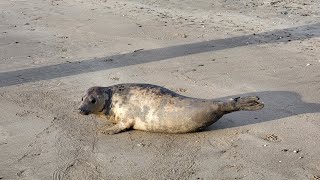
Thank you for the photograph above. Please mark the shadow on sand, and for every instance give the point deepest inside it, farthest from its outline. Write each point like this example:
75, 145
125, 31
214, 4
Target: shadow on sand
145, 56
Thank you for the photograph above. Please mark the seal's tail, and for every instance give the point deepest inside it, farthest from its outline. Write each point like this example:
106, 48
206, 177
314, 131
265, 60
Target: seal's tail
248, 103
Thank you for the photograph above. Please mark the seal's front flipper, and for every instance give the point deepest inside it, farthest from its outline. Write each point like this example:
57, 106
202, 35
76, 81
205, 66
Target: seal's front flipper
119, 127
248, 103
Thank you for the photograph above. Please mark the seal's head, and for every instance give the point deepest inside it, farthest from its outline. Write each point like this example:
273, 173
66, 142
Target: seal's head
94, 101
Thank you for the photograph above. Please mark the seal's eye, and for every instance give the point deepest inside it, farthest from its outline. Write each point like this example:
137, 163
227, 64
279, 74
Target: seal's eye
93, 101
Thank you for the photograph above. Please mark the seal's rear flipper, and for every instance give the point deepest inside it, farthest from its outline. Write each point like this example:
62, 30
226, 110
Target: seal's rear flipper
248, 103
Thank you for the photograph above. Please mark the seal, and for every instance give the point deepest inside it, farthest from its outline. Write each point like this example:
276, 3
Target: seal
153, 108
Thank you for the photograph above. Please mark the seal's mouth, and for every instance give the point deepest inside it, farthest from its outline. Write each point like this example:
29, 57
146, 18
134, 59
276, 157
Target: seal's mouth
84, 112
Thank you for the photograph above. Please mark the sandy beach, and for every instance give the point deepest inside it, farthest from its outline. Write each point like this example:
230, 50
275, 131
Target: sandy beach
52, 51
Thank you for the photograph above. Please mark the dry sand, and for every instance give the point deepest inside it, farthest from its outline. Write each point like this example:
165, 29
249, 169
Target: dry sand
51, 51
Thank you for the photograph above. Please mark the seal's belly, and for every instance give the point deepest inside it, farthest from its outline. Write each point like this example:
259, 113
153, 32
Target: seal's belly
151, 112
176, 119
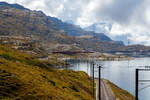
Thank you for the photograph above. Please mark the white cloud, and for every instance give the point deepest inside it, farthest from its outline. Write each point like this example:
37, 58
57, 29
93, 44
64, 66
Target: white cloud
128, 16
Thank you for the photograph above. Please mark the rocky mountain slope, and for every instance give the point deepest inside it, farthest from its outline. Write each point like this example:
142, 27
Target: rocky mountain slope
52, 33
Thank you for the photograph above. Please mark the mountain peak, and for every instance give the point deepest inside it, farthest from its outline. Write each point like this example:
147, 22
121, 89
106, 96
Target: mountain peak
12, 5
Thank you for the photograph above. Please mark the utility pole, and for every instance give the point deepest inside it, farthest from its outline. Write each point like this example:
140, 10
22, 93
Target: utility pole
99, 82
93, 82
138, 81
137, 84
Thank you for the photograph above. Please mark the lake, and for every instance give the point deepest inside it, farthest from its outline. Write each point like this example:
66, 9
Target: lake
122, 73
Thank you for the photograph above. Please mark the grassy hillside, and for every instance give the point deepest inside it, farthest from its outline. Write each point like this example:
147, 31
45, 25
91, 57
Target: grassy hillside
120, 93
22, 77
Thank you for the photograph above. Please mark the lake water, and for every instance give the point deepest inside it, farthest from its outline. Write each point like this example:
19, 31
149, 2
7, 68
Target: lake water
122, 73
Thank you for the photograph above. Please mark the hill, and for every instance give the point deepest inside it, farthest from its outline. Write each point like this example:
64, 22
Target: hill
52, 34
16, 20
23, 77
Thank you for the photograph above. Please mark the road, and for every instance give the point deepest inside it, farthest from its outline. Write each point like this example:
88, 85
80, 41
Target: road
106, 92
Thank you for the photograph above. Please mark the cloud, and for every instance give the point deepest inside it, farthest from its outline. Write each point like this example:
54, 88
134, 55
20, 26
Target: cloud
126, 16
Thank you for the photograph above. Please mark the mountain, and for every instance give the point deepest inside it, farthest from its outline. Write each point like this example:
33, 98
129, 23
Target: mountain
99, 27
50, 32
5, 5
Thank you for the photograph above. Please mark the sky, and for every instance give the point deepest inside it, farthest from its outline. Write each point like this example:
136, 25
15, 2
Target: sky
128, 17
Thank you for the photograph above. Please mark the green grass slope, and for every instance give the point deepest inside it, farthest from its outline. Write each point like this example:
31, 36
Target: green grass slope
120, 93
22, 77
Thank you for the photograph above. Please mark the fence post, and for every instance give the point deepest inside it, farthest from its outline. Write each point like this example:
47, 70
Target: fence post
136, 84
99, 82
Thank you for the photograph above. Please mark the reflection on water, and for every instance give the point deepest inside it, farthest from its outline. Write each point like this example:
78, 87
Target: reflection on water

####

**EXERCISE DETAILS:** Where a picture appears in the data, omit it; restate the rest word for word.

**ANSWER FOR THE TASK:**
Thank you for the photograph above. Please mark the shadow on sand, and for every instance give the point deepest inside it, farthest from its outline. Write each point like this example:
75, 145
125, 31
214, 4
Target: shadow on sand
145, 56
Thank you for the photograph above. Please mark the seal's tail, and for every instance give the point deepest inside it, farthest from its outline. Write each point like this example:
106, 48
206, 177
314, 131
265, 60
Target: seal's tail
248, 103
Thank you for the photograph above. Please mark the seal's front flipper, and for every instance give the point deepest inside it, farthest from its outline. Write each point like this example:
57, 106
202, 35
76, 81
205, 66
Target: seal's front flipper
119, 127
248, 103
Thank you for the photograph above. Please mark the seal's head, and for every instance give the point deepest inside it, farthest from its outline. Write each point like this example:
273, 173
66, 142
Target: seal's head
94, 101
Thank you for the photograph above. Please mark the seal's eye, and for every instance give the point deepest inside it, farthest from its outline. Write each point like this example:
137, 163
227, 64
279, 74
Target: seal's eye
93, 101
Thank you for the photograph above. Please mark the seal's rear flipper, and for every instance give the point deepest inside it, farthest from its outline. Write each point like this example:
62, 30
226, 110
Target: seal's rear flipper
248, 103
Thank you for the photograph above. Please mark the seal, and for every instance give the point deepest inside it, farthest from its outline. Write each point like this example:
276, 3
Target: seal
153, 108
Thank you for the photograph above. Please mark the seal's mouth, and for every instance give the point deepest inside it, farthest from its outline. Write each point like this example:
29, 57
146, 18
134, 59
276, 157
Target: seal's mouth
84, 112
Thank you for the photograph above. Please mark the sandy beach, and for every instance give the point deepest inside it, farthest from its outline. Write each point like this example:
230, 50
275, 131
Target: sandy beach
52, 51
Thank you for the photograph above. Please mark the dry sand, and for every instance give the point deepest inside it, farthest from its outline. Write each point like this example:
165, 29
249, 169
Target: dry sand
51, 51
Thank you for the photograph above. Please mark the seal's belly, and for every instance give the point deepest inside it, farthest from its outline. Write each point like this example:
259, 113
153, 32
Target: seal's belly
151, 112
176, 119
Thank you for the photograph above. Please mark the white cloud, and for every instance give the point deepest inside it, farthest from its outline. Write each point like this example:
37, 58
57, 29
93, 44
64, 66
Target: white cloud
128, 16
Thank you for the photograph above. Please mark the rocky mountain slope, and for every instance give the point deepest inside it, farthest from its outline. Write each point like this example:
142, 27
Target: rocky mountain slope
52, 33
Thank you for the photograph above. Please mark the mountain peak, and for every instance give the point deepest inside it, farthest from its outline. Write each point like this example:
147, 22
121, 89
106, 96
Target: mountain peak
12, 5
Thank you for the photograph above. Please mark the utility pole, and for every instance give the point deepest inside it, farthest from its outline. Write each point like this example:
140, 10
22, 93
Target: utility pole
99, 82
93, 82
138, 81
137, 84
Thank you for the photograph above. Please mark the lake, and for every instance give the point deepest inside it, farthest from its outline. Write each point like this example:
66, 9
Target: lake
122, 73
Thank you for the photograph above. Please mark the grassy hillside, and for every instance give the point deepest inside it, farthest from its outline. Write each point like this example:
147, 31
45, 25
91, 57
Target: grassy hillside
120, 93
22, 77
Thank you for the photograph above. Please mark the lake water, and for every instance give the point deepest inside it, farthest from its outline. Write each point like this example:
19, 31
149, 2
7, 68
Target: lake water
122, 73
Thank you for the photograph above. Please mark the hill, and for every instance give the point deepest inside it, farthest from its outline. Write each point like this example:
64, 22
Target: hill
52, 34
16, 20
23, 77
Thank you for the photograph above. Please mark the road, and for every instance give the point deepest inside it, farthest from its outline. Write each point like this example:
88, 85
80, 41
Target: road
106, 92
Thank you for the photograph above. Please mark the cloud, and for every instance give the point deepest inside it, farthest from its outline. Write each point like this example:
54, 88
134, 55
20, 26
Target: cloud
126, 16
Thank you for the photograph above. Please mark the mountain, and for every instance give the point deepest inside it, farthest from its outline. Write each point like this example:
33, 98
129, 23
Target: mountain
99, 27
50, 32
5, 5
Thank you for the photograph above. Please mark the sky, and for every instance give the point deepest inside it, farthest from its outline. Write each point like this example:
136, 25
15, 2
Target: sky
128, 17
Thank you for the photograph above. Please mark the green grass slope, and for every instance give the point deepest inside it, farthest from its outline. Write each point like this example:
31, 36
Target: green grass slope
120, 93
22, 77
Thank you for the photograph above. Please mark the fence post, and for every instance give the point deepest inside it, farthest from its outline. Write each point like this example:
47, 70
Target: fence post
136, 84
99, 82
Thank you for the photograph above. Please mark the reflection on water, and for every instance give the point deepest inside it, farthest from its outline. Write each point like this example:
78, 87
Target: reflection on water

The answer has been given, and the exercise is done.